Saved entries:
- - -

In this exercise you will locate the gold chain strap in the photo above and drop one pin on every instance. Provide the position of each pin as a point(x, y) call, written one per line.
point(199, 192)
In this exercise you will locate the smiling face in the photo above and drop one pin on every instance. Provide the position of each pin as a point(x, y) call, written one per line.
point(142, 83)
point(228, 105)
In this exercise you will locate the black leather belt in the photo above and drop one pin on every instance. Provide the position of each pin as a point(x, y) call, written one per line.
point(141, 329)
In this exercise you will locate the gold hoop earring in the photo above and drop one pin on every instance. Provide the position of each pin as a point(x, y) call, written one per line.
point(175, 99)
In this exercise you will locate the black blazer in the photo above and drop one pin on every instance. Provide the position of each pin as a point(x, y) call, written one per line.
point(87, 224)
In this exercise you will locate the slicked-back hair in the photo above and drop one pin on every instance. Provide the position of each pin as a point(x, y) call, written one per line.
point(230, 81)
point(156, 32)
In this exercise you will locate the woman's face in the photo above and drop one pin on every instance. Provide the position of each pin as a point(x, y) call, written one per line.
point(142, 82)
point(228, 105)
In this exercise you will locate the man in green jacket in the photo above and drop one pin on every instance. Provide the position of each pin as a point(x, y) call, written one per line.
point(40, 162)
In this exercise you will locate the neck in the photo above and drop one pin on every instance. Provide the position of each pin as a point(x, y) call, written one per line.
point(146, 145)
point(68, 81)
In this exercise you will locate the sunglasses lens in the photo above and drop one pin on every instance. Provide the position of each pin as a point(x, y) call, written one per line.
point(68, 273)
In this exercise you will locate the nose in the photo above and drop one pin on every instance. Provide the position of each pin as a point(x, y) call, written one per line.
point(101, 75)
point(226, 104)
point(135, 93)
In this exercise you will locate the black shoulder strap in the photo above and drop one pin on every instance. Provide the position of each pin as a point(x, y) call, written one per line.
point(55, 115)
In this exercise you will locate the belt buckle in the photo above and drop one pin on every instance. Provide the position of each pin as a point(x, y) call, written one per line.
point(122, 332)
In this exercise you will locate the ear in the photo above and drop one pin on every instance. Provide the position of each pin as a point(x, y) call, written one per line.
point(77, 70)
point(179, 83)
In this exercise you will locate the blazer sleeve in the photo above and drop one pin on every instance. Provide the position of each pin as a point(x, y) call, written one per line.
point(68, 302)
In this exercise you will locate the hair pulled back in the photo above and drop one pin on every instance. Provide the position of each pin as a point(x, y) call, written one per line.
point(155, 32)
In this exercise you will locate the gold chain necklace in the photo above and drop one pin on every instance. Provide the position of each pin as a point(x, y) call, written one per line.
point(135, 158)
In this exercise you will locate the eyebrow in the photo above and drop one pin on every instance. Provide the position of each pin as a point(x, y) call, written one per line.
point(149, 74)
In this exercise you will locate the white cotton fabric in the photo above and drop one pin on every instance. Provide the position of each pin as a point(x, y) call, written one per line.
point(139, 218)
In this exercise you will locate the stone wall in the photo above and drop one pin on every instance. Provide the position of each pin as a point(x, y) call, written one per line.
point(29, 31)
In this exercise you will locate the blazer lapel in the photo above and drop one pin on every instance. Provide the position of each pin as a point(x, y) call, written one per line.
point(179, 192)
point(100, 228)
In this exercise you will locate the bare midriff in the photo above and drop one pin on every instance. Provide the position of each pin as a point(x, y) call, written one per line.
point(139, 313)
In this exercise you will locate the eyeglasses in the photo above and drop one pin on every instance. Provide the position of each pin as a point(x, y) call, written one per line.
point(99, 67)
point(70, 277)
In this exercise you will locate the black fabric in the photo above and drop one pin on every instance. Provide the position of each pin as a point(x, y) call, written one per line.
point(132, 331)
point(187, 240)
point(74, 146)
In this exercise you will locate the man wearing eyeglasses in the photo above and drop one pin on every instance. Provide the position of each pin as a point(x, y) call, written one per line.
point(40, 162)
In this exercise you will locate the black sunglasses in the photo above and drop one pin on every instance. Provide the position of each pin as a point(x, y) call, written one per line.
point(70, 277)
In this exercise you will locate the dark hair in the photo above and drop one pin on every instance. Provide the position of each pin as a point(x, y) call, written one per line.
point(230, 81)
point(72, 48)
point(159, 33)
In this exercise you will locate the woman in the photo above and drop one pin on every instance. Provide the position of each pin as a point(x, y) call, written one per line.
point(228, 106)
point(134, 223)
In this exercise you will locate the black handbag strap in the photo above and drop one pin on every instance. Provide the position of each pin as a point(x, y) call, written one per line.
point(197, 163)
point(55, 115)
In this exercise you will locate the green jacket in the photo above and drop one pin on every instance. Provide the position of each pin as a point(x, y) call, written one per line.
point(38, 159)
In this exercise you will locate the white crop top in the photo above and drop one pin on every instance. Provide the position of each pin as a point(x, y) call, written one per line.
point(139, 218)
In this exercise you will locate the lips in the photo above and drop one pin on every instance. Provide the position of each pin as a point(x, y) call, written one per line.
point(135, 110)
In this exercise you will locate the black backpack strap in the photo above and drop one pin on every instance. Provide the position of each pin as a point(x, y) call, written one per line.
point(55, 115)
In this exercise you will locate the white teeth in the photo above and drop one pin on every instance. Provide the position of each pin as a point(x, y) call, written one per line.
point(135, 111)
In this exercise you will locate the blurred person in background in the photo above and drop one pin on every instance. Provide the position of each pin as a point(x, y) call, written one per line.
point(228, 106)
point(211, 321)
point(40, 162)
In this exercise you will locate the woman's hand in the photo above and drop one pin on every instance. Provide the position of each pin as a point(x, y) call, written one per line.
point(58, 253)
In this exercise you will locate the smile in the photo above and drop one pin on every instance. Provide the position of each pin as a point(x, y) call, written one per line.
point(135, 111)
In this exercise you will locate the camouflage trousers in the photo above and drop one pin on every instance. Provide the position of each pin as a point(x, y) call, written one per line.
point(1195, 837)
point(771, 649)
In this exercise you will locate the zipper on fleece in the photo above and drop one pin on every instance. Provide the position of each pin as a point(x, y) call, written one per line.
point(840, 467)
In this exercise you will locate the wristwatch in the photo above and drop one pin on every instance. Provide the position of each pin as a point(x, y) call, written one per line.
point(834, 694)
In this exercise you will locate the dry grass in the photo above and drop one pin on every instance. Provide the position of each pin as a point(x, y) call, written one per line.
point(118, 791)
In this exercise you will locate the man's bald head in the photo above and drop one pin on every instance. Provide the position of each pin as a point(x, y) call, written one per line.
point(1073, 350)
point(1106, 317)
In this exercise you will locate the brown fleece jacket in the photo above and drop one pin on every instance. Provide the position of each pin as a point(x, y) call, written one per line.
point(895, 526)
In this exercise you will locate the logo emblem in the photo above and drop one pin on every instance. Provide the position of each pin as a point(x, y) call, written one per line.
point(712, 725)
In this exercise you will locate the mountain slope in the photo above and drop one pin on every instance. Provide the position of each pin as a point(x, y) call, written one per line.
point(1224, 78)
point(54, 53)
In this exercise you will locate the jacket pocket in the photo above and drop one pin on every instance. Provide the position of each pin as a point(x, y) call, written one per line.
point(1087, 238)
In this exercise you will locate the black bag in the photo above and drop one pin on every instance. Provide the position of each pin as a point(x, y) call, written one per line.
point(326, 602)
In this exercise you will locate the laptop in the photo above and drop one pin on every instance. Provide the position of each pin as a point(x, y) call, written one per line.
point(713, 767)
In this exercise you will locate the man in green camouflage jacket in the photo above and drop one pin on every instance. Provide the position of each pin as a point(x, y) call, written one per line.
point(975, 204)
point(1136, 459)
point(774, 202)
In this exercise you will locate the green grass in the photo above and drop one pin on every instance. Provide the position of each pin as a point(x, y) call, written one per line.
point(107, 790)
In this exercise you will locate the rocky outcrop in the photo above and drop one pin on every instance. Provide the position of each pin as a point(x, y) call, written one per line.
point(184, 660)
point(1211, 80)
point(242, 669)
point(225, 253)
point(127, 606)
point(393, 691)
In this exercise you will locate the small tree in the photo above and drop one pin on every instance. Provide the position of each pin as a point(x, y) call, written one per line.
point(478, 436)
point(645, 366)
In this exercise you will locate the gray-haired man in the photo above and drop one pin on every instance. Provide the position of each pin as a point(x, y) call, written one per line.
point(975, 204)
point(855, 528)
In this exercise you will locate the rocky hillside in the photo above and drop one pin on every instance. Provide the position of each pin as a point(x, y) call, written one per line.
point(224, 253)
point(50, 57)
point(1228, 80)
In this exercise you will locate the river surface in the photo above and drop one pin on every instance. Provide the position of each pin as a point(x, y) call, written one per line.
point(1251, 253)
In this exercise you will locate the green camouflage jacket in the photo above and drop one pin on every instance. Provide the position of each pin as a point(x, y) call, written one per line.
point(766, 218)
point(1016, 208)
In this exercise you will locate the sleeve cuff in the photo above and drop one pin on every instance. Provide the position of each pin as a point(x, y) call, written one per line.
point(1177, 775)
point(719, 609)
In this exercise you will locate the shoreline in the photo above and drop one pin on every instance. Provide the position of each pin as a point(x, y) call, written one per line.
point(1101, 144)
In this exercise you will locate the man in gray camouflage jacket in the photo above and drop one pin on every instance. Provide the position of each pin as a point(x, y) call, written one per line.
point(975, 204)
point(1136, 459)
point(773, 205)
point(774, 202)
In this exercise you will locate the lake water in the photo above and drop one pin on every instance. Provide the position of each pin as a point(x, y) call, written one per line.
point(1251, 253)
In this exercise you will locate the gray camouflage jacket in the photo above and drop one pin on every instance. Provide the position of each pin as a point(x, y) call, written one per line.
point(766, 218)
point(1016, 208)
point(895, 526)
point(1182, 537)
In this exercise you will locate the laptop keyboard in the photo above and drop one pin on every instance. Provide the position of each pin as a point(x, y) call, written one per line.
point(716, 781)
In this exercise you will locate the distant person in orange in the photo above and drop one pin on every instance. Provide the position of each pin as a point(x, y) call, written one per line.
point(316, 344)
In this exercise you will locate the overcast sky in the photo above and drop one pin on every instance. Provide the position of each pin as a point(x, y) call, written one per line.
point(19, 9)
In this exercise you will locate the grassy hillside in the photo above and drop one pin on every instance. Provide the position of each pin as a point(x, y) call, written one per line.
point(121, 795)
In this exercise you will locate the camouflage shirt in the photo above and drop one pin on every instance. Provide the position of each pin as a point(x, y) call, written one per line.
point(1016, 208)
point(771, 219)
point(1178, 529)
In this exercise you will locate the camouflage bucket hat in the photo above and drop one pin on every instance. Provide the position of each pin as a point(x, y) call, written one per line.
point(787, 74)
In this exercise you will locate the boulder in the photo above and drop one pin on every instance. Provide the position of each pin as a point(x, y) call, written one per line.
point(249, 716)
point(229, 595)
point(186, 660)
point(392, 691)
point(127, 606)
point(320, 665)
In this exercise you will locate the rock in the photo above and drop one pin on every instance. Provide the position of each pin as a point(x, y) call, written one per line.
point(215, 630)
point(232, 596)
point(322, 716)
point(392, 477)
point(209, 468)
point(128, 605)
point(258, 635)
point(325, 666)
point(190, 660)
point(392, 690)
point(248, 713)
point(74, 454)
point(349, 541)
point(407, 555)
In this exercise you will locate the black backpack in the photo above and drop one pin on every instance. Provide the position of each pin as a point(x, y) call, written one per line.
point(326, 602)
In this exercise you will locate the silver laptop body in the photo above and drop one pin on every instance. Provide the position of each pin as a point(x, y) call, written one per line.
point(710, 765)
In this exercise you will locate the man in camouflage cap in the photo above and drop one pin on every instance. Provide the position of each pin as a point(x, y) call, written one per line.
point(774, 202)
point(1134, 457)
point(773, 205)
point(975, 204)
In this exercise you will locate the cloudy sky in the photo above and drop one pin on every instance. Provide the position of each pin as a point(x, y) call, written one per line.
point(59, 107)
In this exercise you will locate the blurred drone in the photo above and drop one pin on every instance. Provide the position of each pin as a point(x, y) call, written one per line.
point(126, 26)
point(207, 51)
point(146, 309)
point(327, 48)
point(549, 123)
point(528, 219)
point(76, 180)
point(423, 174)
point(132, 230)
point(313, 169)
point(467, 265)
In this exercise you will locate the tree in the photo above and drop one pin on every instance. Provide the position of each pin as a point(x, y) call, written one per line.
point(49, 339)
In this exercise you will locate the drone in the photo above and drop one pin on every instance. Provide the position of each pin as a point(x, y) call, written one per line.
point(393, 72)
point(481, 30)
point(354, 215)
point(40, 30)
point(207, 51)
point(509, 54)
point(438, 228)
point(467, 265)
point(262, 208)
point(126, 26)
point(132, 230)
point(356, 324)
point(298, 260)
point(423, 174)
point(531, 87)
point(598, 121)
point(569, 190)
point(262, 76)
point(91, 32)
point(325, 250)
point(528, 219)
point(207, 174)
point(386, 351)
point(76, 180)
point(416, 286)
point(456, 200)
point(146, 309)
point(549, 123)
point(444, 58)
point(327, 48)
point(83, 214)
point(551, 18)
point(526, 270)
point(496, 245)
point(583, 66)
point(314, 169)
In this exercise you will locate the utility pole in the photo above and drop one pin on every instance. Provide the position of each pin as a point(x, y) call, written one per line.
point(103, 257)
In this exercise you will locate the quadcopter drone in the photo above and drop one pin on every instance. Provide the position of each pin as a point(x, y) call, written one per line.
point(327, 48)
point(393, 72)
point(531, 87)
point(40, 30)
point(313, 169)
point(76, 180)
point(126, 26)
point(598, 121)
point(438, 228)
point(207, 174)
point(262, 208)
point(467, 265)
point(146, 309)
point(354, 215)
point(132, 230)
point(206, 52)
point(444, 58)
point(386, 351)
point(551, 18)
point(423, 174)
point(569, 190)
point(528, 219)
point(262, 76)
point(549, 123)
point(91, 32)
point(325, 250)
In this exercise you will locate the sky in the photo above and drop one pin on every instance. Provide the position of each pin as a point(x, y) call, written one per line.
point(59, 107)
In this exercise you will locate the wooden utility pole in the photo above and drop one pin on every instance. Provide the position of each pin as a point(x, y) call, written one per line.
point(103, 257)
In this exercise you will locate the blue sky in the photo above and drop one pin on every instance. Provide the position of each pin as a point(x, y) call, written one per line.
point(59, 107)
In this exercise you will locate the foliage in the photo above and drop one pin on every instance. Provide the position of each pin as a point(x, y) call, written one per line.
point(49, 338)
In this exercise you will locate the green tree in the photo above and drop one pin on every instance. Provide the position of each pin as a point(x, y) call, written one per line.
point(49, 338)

- - -

• [What is required]: Reproduce the lines from the one containing "In this exercise you will locate the blue" to the end of the entries, keeping both ends and adding nothing.

• [Worked solution]:
In this exercise you will locate the blue sky in the photo above and drop one pin on every instance. Provide the position of each pin as a point(x, y) call, written one per line.
point(59, 107)
In this exercise you will locate the foliage in the photo above and drop one pin on every instance. Provide the position of each pin as a point(x, y) call, written one per line.
point(49, 338)
In this exercise you will locate the green tree in the photo above and drop one pin on every instance. Provide the position of each pin as a point(x, y) call, written one per line.
point(49, 338)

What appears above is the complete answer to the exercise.